Texte:
• • • •

Discours d’Alain Merly lors de la session du 25 novembre

Monsieur le Président,

Mes chers collègues,

Notre pays est malade. Malade de son histoire, de ses certitudes. Malade de son incapacité à comprendre les changements du monde. Malade de ses divisions. Et à vrai dire, malade de ses institutions.

L’ampleur et la force de cette tempête qui secoue notre pays renvoient nos débats au rang des choses secondaires. Pour ne pas dire dérisoires.

Dans un tel contexte, je n’ai pas le cœur à contrarier l’expression de vos motifs d’autosatisfaction. Vient toujours le temps où les paroles n’ont plus de sens, où seules les actions comptent. Comme tous les citoyens de ce pays, les Lot-et-Garonnais ne se payent pas de mots. Les vertus que vous accordez à la gouvernance nationale sont aussi celles dont vous vous prévalez. Je vous laisse à vos convictions et à votre aveuglement.

• • • •

Consignes:
a) Répondez à ces questions sur le discours :
(i) À quelle date s'est tenue la session où ce discours a été prononcé ?
(ii) Quels habitants, selon le discours, « ne se payent pas de mots » ?
(iii) Qu'est-ce qui « renvoie nos débats au rang des choses secondaires » ?
b) Dans le discours, remplacez s'il vous plaît "tempête" par "crise" puis recopiez le passage qui s'ouvre sur les mots "Discours d’Alain Merly" et se termine par "pas dire dérisoires.".
c) Poursuivez le discours de la session du 25 novembre à partir de sa dernière phrase.
La liste qui suit n'a aucun rôle dans cet exercice.

(Extraits d'un jeu de données d'annotation par points)
• • • •

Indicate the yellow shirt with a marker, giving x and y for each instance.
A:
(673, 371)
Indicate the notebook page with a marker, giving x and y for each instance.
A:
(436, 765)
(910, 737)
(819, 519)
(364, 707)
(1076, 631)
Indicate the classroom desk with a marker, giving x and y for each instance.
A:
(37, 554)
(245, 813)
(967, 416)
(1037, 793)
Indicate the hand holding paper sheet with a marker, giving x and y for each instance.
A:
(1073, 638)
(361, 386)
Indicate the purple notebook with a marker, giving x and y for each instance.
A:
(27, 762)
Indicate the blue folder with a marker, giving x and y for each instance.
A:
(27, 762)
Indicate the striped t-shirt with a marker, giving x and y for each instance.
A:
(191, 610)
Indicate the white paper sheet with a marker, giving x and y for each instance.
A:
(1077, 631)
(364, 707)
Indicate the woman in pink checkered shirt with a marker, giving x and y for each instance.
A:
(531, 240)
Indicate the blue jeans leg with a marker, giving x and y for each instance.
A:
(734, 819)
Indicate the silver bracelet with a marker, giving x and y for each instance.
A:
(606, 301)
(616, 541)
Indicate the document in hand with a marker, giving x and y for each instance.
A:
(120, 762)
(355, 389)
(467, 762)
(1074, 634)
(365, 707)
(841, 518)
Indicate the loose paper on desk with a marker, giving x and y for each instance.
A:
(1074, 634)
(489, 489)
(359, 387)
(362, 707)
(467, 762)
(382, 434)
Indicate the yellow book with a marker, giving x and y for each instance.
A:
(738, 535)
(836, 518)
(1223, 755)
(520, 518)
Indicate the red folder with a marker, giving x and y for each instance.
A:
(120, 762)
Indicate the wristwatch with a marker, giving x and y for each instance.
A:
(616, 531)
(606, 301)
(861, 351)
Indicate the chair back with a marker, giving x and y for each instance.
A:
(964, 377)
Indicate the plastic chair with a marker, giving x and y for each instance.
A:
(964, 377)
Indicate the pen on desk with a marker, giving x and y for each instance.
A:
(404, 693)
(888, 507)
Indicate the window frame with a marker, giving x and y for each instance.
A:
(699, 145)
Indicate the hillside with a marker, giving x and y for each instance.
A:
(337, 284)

• • • •

Corrigé:
a)
(i) Le 25 novembre.
(ii) Les Lot-et-Garonnais.
(iii) L'ampleur et la force de la tempête qui secoue le pays.

b)
Discours d’Alain Merly lors de la session du 25 novembre

Monsieur le Président,

Mes chers collègues,

Notre pays est malade. Malade de son histoire, de ses certitudes. Malade de son incapacité à comprendre les changements du monde. Malade de ses divisions. Et à vrai dire, malade de ses institutions.

L’ampleur et la force de cette crise qui secoue notre pays renvoient nos débats au rang des choses secondaires. Pour ne pas dire dérisoires.

c)
Comme vos amis du gouvernement, vous choisissez les subtilités du langage pour nous laisser croire et espérer ; comme vos amis du gouvernement, vous préférez l’idéologie au pragmatisme.

Alors, Monsieur le Président, avant que vous ne manifestiez votre indignation, votre surprise ou votre déception. Et surtout pour vous éviter ces désagréments. Je vous demande la permission de ne pas être d’accord avec vous.

J’évoquerai donc notre situation budgétaire pour me joindre, hélas, à ce que vous nous confirmez : vous n’avez plus de marges de manœuvre, pris dans l’étaux de vos compétences obligatoires. Elles mobilisent toujours plus nos ressources.

Je note au passage que les manquements de l’Etat, que vous dénonciez hier avec force, vous paraissent moins scandaleux aujourd’hui.

Plus de marges de manœuvre donc. Restent les illusions, les mirages, les acrobaties, pour nous laisser croire à la maîtrise d’une politique départementale sérieuse.

La presse, les internautes qui suivent nos débats, ne pourront donc nourrir leur curiosité, ni conforter leur réflexion : cette session, certes décision modificative, ne porte que le triste message de la vacuité.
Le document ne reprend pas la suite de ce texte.